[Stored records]
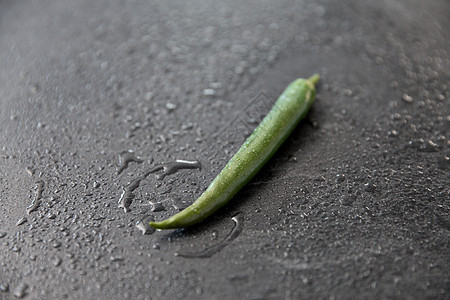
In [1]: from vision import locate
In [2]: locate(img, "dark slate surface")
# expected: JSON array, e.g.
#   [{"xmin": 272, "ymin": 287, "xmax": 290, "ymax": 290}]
[{"xmin": 0, "ymin": 0, "xmax": 450, "ymax": 299}]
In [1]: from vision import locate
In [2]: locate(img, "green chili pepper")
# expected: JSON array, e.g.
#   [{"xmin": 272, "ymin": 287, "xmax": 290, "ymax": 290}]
[{"xmin": 150, "ymin": 74, "xmax": 320, "ymax": 229}]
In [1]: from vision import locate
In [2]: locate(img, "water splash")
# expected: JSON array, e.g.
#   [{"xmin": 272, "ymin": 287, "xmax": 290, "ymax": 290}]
[
  {"xmin": 27, "ymin": 181, "xmax": 44, "ymax": 215},
  {"xmin": 117, "ymin": 151, "xmax": 143, "ymax": 175},
  {"xmin": 136, "ymin": 216, "xmax": 156, "ymax": 234},
  {"xmin": 119, "ymin": 174, "xmax": 147, "ymax": 213},
  {"xmin": 118, "ymin": 160, "xmax": 201, "ymax": 213},
  {"xmin": 175, "ymin": 213, "xmax": 244, "ymax": 258}
]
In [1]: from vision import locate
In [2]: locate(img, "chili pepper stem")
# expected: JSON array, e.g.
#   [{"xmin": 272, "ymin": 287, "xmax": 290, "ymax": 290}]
[{"xmin": 308, "ymin": 74, "xmax": 320, "ymax": 85}]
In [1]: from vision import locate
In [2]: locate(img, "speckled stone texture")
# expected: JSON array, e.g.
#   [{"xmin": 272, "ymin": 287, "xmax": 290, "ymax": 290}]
[{"xmin": 0, "ymin": 0, "xmax": 450, "ymax": 299}]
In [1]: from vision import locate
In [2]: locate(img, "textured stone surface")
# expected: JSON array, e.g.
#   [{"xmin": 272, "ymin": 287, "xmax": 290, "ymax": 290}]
[{"xmin": 0, "ymin": 0, "xmax": 450, "ymax": 299}]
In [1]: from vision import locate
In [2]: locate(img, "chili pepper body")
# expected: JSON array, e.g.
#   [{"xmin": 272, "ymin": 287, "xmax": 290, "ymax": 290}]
[{"xmin": 150, "ymin": 74, "xmax": 320, "ymax": 229}]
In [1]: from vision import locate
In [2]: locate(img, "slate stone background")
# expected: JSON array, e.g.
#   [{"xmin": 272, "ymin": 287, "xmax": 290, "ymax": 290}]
[{"xmin": 0, "ymin": 0, "xmax": 450, "ymax": 299}]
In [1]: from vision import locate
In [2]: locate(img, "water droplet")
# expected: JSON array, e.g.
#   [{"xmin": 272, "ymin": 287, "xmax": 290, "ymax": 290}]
[
  {"xmin": 402, "ymin": 93, "xmax": 413, "ymax": 103},
  {"xmin": 117, "ymin": 151, "xmax": 143, "ymax": 175},
  {"xmin": 145, "ymin": 160, "xmax": 202, "ymax": 179},
  {"xmin": 16, "ymin": 217, "xmax": 28, "ymax": 226},
  {"xmin": 13, "ymin": 282, "xmax": 28, "ymax": 298},
  {"xmin": 150, "ymin": 201, "xmax": 166, "ymax": 212}
]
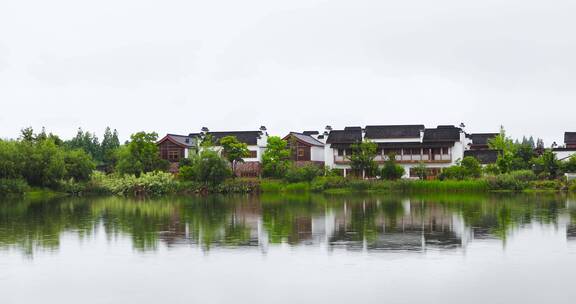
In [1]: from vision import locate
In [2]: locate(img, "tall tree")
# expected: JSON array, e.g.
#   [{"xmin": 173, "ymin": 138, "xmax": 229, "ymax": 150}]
[
  {"xmin": 348, "ymin": 140, "xmax": 378, "ymax": 177},
  {"xmin": 262, "ymin": 136, "xmax": 290, "ymax": 178},
  {"xmin": 116, "ymin": 132, "xmax": 169, "ymax": 177},
  {"xmin": 100, "ymin": 127, "xmax": 120, "ymax": 172},
  {"xmin": 220, "ymin": 136, "xmax": 250, "ymax": 173}
]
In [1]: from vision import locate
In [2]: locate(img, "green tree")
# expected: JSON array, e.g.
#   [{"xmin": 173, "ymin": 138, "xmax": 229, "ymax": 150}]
[
  {"xmin": 100, "ymin": 127, "xmax": 120, "ymax": 172},
  {"xmin": 220, "ymin": 136, "xmax": 250, "ymax": 176},
  {"xmin": 116, "ymin": 132, "xmax": 169, "ymax": 177},
  {"xmin": 262, "ymin": 136, "xmax": 290, "ymax": 178},
  {"xmin": 380, "ymin": 154, "xmax": 405, "ymax": 180},
  {"xmin": 65, "ymin": 128, "xmax": 102, "ymax": 161},
  {"xmin": 19, "ymin": 140, "xmax": 66, "ymax": 187},
  {"xmin": 563, "ymin": 154, "xmax": 576, "ymax": 173},
  {"xmin": 412, "ymin": 162, "xmax": 428, "ymax": 180},
  {"xmin": 64, "ymin": 149, "xmax": 96, "ymax": 181},
  {"xmin": 348, "ymin": 140, "xmax": 378, "ymax": 176},
  {"xmin": 460, "ymin": 156, "xmax": 482, "ymax": 178},
  {"xmin": 534, "ymin": 150, "xmax": 561, "ymax": 179},
  {"xmin": 179, "ymin": 150, "xmax": 232, "ymax": 186}
]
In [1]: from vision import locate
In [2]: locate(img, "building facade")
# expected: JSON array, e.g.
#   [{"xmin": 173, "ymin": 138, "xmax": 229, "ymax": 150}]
[{"xmin": 324, "ymin": 125, "xmax": 468, "ymax": 178}]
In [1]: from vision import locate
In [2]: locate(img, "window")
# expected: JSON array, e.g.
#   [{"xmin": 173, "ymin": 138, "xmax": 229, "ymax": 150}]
[
  {"xmin": 298, "ymin": 148, "xmax": 304, "ymax": 157},
  {"xmin": 168, "ymin": 150, "xmax": 180, "ymax": 161},
  {"xmin": 248, "ymin": 151, "xmax": 258, "ymax": 158}
]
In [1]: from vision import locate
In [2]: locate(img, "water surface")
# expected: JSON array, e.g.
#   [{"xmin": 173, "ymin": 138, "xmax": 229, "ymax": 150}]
[{"xmin": 0, "ymin": 194, "xmax": 576, "ymax": 304}]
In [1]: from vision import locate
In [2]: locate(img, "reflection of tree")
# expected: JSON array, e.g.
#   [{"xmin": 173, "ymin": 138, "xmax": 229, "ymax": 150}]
[{"xmin": 0, "ymin": 194, "xmax": 576, "ymax": 255}]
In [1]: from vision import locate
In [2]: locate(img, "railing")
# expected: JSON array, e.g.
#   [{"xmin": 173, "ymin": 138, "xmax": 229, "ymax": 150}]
[{"xmin": 334, "ymin": 154, "xmax": 452, "ymax": 164}]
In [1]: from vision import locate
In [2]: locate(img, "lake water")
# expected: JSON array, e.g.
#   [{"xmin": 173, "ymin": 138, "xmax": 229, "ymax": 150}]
[{"xmin": 0, "ymin": 194, "xmax": 576, "ymax": 304}]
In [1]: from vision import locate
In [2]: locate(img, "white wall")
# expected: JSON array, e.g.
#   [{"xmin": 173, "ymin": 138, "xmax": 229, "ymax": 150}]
[
  {"xmin": 310, "ymin": 146, "xmax": 325, "ymax": 161},
  {"xmin": 554, "ymin": 150, "xmax": 576, "ymax": 159}
]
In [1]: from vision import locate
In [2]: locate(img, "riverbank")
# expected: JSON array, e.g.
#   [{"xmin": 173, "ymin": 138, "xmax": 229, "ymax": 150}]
[{"xmin": 2, "ymin": 173, "xmax": 576, "ymax": 197}]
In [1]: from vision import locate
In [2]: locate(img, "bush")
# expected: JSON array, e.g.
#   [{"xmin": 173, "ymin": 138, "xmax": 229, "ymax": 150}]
[
  {"xmin": 178, "ymin": 150, "xmax": 232, "ymax": 186},
  {"xmin": 486, "ymin": 174, "xmax": 528, "ymax": 191},
  {"xmin": 0, "ymin": 178, "xmax": 30, "ymax": 195},
  {"xmin": 380, "ymin": 162, "xmax": 405, "ymax": 180},
  {"xmin": 510, "ymin": 170, "xmax": 537, "ymax": 182},
  {"xmin": 64, "ymin": 149, "xmax": 96, "ymax": 181},
  {"xmin": 310, "ymin": 176, "xmax": 349, "ymax": 192},
  {"xmin": 93, "ymin": 171, "xmax": 177, "ymax": 195}
]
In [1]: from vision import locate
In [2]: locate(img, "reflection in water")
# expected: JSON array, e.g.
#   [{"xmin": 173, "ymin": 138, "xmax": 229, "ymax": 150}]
[{"xmin": 0, "ymin": 195, "xmax": 576, "ymax": 256}]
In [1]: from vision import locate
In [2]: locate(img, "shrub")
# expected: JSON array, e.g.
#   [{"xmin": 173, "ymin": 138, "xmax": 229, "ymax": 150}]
[
  {"xmin": 380, "ymin": 154, "xmax": 405, "ymax": 180},
  {"xmin": 0, "ymin": 178, "xmax": 30, "ymax": 195},
  {"xmin": 178, "ymin": 150, "xmax": 232, "ymax": 186},
  {"xmin": 310, "ymin": 176, "xmax": 349, "ymax": 191},
  {"xmin": 486, "ymin": 174, "xmax": 528, "ymax": 191},
  {"xmin": 93, "ymin": 171, "xmax": 177, "ymax": 195},
  {"xmin": 510, "ymin": 170, "xmax": 537, "ymax": 182},
  {"xmin": 460, "ymin": 156, "xmax": 482, "ymax": 178},
  {"xmin": 64, "ymin": 149, "xmax": 96, "ymax": 181}
]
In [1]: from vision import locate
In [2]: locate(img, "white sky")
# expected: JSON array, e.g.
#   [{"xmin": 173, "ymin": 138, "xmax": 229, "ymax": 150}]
[{"xmin": 0, "ymin": 0, "xmax": 576, "ymax": 145}]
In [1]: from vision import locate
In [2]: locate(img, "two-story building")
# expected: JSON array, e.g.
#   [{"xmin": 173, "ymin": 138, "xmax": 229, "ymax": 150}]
[
  {"xmin": 156, "ymin": 134, "xmax": 198, "ymax": 173},
  {"xmin": 552, "ymin": 132, "xmax": 576, "ymax": 160},
  {"xmin": 283, "ymin": 131, "xmax": 324, "ymax": 167},
  {"xmin": 196, "ymin": 126, "xmax": 268, "ymax": 177},
  {"xmin": 464, "ymin": 133, "xmax": 499, "ymax": 165},
  {"xmin": 325, "ymin": 125, "xmax": 467, "ymax": 177}
]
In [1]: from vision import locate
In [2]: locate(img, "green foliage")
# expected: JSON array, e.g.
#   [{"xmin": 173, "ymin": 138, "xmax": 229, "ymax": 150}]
[
  {"xmin": 380, "ymin": 154, "xmax": 405, "ymax": 180},
  {"xmin": 534, "ymin": 150, "xmax": 561, "ymax": 179},
  {"xmin": 64, "ymin": 128, "xmax": 102, "ymax": 161},
  {"xmin": 348, "ymin": 140, "xmax": 378, "ymax": 176},
  {"xmin": 93, "ymin": 171, "xmax": 176, "ymax": 195},
  {"xmin": 64, "ymin": 149, "xmax": 96, "ymax": 181},
  {"xmin": 220, "ymin": 136, "xmax": 250, "ymax": 172},
  {"xmin": 116, "ymin": 132, "xmax": 169, "ymax": 177},
  {"xmin": 262, "ymin": 136, "xmax": 290, "ymax": 178},
  {"xmin": 179, "ymin": 150, "xmax": 232, "ymax": 186},
  {"xmin": 0, "ymin": 178, "xmax": 30, "ymax": 195},
  {"xmin": 485, "ymin": 173, "xmax": 528, "ymax": 191},
  {"xmin": 284, "ymin": 164, "xmax": 324, "ymax": 183},
  {"xmin": 439, "ymin": 156, "xmax": 482, "ymax": 180},
  {"xmin": 412, "ymin": 162, "xmax": 428, "ymax": 180},
  {"xmin": 100, "ymin": 127, "xmax": 120, "ymax": 172},
  {"xmin": 562, "ymin": 154, "xmax": 576, "ymax": 173}
]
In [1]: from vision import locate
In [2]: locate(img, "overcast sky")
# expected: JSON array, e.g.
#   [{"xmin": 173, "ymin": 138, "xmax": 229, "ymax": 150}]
[{"xmin": 0, "ymin": 0, "xmax": 576, "ymax": 145}]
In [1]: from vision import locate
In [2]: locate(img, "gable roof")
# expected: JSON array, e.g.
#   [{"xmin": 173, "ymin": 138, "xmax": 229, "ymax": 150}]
[
  {"xmin": 284, "ymin": 132, "xmax": 324, "ymax": 147},
  {"xmin": 365, "ymin": 125, "xmax": 425, "ymax": 139},
  {"xmin": 423, "ymin": 126, "xmax": 462, "ymax": 142},
  {"xmin": 326, "ymin": 127, "xmax": 362, "ymax": 144},
  {"xmin": 564, "ymin": 132, "xmax": 576, "ymax": 144},
  {"xmin": 200, "ymin": 131, "xmax": 262, "ymax": 146},
  {"xmin": 464, "ymin": 150, "xmax": 499, "ymax": 165},
  {"xmin": 469, "ymin": 133, "xmax": 498, "ymax": 145},
  {"xmin": 156, "ymin": 134, "xmax": 196, "ymax": 148}
]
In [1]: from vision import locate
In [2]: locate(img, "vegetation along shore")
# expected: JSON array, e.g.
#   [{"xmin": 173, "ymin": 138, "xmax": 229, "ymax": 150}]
[{"xmin": 0, "ymin": 128, "xmax": 576, "ymax": 196}]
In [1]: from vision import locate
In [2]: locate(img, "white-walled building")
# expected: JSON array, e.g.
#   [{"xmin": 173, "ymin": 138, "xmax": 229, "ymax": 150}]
[
  {"xmin": 283, "ymin": 131, "xmax": 324, "ymax": 167},
  {"xmin": 190, "ymin": 126, "xmax": 268, "ymax": 176},
  {"xmin": 324, "ymin": 125, "xmax": 469, "ymax": 178},
  {"xmin": 552, "ymin": 132, "xmax": 576, "ymax": 160}
]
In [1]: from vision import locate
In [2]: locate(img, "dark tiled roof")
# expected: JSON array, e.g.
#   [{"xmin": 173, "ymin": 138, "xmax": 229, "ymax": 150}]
[
  {"xmin": 326, "ymin": 127, "xmax": 362, "ymax": 144},
  {"xmin": 564, "ymin": 132, "xmax": 576, "ymax": 144},
  {"xmin": 202, "ymin": 131, "xmax": 262, "ymax": 146},
  {"xmin": 469, "ymin": 133, "xmax": 498, "ymax": 145},
  {"xmin": 290, "ymin": 132, "xmax": 324, "ymax": 147},
  {"xmin": 423, "ymin": 126, "xmax": 461, "ymax": 142},
  {"xmin": 365, "ymin": 125, "xmax": 424, "ymax": 139},
  {"xmin": 158, "ymin": 134, "xmax": 196, "ymax": 147},
  {"xmin": 464, "ymin": 150, "xmax": 498, "ymax": 165}
]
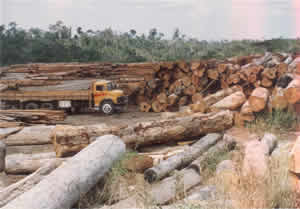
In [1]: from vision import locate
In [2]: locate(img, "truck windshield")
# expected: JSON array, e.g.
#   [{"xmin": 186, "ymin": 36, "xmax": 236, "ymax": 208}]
[{"xmin": 107, "ymin": 83, "xmax": 117, "ymax": 91}]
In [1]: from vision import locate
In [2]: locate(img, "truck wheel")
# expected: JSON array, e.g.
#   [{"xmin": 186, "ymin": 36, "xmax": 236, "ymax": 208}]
[
  {"xmin": 41, "ymin": 103, "xmax": 54, "ymax": 110},
  {"xmin": 25, "ymin": 102, "xmax": 39, "ymax": 110},
  {"xmin": 101, "ymin": 101, "xmax": 115, "ymax": 115}
]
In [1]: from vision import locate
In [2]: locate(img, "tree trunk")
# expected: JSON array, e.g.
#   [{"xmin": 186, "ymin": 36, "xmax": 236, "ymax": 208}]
[
  {"xmin": 249, "ymin": 87, "xmax": 269, "ymax": 112},
  {"xmin": 3, "ymin": 125, "xmax": 55, "ymax": 146},
  {"xmin": 210, "ymin": 91, "xmax": 246, "ymax": 111},
  {"xmin": 144, "ymin": 134, "xmax": 222, "ymax": 183},
  {"xmin": 241, "ymin": 101, "xmax": 253, "ymax": 115},
  {"xmin": 3, "ymin": 136, "xmax": 125, "ymax": 209},
  {"xmin": 152, "ymin": 101, "xmax": 163, "ymax": 112},
  {"xmin": 204, "ymin": 86, "xmax": 242, "ymax": 107},
  {"xmin": 284, "ymin": 79, "xmax": 300, "ymax": 104},
  {"xmin": 0, "ymin": 141, "xmax": 6, "ymax": 173},
  {"xmin": 52, "ymin": 111, "xmax": 233, "ymax": 157},
  {"xmin": 269, "ymin": 87, "xmax": 289, "ymax": 110},
  {"xmin": 0, "ymin": 161, "xmax": 61, "ymax": 207},
  {"xmin": 189, "ymin": 102, "xmax": 207, "ymax": 113},
  {"xmin": 5, "ymin": 152, "xmax": 66, "ymax": 175},
  {"xmin": 140, "ymin": 102, "xmax": 151, "ymax": 112}
]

**Task directions:** Pick out every line in the listing above that contains the word "tree". Case counts.

**Problem solution:**
In [2]: locate(img, "tall tree")
In [2]: locate(img, "green tree")
In [2]: locate(img, "reflection of tree")
In [2]: locate(img, "tree trunk")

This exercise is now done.